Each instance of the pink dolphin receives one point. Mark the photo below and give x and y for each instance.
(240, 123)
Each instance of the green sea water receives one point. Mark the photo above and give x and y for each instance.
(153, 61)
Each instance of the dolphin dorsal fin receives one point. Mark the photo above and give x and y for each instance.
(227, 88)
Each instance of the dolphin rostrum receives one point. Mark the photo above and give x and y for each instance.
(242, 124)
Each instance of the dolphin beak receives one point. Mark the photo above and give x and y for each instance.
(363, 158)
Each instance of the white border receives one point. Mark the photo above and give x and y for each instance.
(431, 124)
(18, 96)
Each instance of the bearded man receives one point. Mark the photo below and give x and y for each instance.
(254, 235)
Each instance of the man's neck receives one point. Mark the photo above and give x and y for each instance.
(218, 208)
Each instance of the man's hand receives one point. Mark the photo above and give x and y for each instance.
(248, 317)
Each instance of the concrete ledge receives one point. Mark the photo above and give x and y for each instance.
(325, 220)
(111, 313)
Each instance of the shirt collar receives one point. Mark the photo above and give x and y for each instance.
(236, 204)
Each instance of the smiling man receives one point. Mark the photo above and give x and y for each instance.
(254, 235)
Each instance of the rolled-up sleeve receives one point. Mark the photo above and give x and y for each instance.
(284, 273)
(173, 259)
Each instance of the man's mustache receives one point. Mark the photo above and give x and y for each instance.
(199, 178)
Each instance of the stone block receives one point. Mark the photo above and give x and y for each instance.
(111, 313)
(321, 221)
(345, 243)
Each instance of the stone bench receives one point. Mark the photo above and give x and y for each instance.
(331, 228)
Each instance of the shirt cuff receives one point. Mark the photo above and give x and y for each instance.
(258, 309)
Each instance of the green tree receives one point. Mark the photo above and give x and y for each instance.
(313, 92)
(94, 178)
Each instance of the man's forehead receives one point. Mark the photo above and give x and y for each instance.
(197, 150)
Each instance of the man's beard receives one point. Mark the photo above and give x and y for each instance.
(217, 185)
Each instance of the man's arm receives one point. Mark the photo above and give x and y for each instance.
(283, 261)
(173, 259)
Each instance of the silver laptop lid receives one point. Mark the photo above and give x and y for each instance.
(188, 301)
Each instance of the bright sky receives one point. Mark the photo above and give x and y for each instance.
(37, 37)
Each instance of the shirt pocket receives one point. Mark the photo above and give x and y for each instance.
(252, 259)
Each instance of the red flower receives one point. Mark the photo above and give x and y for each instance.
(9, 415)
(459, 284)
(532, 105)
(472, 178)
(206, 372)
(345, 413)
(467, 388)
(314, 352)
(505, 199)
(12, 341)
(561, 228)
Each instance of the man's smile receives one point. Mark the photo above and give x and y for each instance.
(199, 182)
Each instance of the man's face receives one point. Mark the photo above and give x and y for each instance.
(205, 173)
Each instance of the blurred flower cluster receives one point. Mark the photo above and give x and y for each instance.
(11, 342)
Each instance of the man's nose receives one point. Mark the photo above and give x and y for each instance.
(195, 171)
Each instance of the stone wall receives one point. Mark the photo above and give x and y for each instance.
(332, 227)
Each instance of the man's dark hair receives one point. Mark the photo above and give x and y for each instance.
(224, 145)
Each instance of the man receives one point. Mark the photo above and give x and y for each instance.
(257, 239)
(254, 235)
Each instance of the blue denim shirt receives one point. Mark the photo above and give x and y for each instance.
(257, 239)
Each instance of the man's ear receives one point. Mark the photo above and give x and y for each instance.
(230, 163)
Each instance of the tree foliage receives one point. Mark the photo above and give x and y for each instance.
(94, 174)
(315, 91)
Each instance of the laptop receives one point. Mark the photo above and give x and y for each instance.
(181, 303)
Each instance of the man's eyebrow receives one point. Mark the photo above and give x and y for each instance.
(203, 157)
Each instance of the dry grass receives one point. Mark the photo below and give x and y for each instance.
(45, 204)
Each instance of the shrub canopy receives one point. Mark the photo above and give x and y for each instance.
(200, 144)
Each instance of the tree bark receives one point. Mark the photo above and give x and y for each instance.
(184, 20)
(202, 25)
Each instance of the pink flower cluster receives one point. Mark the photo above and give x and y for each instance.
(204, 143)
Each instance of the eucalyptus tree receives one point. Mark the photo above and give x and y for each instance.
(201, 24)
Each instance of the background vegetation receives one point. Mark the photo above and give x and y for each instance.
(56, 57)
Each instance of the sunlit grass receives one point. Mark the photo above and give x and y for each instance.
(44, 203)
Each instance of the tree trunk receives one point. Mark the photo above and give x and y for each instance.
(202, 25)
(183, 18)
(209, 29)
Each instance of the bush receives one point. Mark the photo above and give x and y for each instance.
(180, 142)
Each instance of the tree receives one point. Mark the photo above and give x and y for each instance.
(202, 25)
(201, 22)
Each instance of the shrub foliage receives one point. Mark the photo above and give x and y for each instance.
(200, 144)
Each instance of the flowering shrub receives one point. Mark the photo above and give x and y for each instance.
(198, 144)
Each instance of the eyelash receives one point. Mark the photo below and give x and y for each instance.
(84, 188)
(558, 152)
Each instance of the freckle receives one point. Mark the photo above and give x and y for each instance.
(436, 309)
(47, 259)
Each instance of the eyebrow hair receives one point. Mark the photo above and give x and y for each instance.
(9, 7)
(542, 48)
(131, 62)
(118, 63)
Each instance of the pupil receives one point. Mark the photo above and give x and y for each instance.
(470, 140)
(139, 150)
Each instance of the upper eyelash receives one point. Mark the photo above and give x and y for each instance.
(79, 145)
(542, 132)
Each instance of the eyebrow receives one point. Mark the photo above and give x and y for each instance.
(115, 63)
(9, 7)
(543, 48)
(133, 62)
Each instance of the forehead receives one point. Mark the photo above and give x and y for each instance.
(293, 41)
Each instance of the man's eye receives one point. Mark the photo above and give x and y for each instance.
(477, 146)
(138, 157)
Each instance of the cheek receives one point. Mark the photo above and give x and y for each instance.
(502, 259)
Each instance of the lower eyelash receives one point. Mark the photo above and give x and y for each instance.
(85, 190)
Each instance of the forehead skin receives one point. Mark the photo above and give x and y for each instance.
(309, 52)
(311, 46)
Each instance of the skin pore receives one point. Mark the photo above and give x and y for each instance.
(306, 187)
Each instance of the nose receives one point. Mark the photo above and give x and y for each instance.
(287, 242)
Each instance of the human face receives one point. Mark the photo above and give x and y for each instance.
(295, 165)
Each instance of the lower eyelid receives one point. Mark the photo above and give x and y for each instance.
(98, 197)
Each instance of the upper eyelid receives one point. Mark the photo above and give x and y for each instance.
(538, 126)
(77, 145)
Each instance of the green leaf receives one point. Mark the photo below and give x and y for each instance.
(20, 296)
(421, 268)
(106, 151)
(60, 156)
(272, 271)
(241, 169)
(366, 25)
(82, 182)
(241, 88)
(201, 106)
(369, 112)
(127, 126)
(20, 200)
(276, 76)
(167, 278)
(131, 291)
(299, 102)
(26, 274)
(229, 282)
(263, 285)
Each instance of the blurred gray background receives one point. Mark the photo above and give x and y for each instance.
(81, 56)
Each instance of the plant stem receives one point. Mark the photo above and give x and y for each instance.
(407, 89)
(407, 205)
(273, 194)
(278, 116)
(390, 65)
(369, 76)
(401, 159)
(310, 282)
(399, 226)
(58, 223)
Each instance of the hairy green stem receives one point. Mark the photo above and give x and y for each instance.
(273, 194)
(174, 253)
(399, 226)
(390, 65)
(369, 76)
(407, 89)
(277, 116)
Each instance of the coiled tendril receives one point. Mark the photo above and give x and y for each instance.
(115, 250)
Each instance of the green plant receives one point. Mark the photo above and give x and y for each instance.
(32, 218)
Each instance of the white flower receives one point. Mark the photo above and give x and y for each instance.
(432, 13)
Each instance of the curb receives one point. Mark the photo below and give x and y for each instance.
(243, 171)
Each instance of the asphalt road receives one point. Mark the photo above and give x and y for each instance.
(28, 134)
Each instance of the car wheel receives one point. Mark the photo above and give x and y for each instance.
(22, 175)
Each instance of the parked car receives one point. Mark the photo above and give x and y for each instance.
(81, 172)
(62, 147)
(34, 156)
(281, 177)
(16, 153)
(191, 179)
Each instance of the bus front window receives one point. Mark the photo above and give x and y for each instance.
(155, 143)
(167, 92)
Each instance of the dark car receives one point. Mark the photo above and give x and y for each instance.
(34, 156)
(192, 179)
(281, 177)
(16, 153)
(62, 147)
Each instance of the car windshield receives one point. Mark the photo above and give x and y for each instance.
※ ※ ※
WHAT YOU NEED TO DO -> Copy out the lines above word for word, starting at the line that contains "Each instance of the green plant" and continuing through the final line.

EXPECTED ANSWER ->
Each instance of the green plant receives one point. Mark the photo above and give x and y for each instance.
(32, 218)
Each instance of the white flower receives one point. Mark the photo above and give x and y for each instance.
(432, 13)
Each instance of the curb receives one point. Mark the photo below and give x and y for each instance.
(243, 171)
Each instance of the asphalt road receives one point. Mark the photo above and give x and y for each instance.
(28, 134)
Each instance of the car wheel receives one point. Mark the photo above and give x and y for each instance.
(22, 175)
Each instance of the parked car receives one point. Mark the photo above and give x and y for each instance.
(81, 172)
(62, 147)
(34, 156)
(281, 177)
(16, 153)
(191, 179)
Each instance of the bus front window receives one point. Mark the photo above and give x and y for each instance.
(155, 143)
(167, 92)
Each instance of the dark car receives one point. Mark the photo above and give x and y for each instance.
(34, 156)
(192, 179)
(281, 177)
(16, 153)
(62, 147)
Each instance of the car windshield receives one point. Mark the photo above and give x and y for each instance.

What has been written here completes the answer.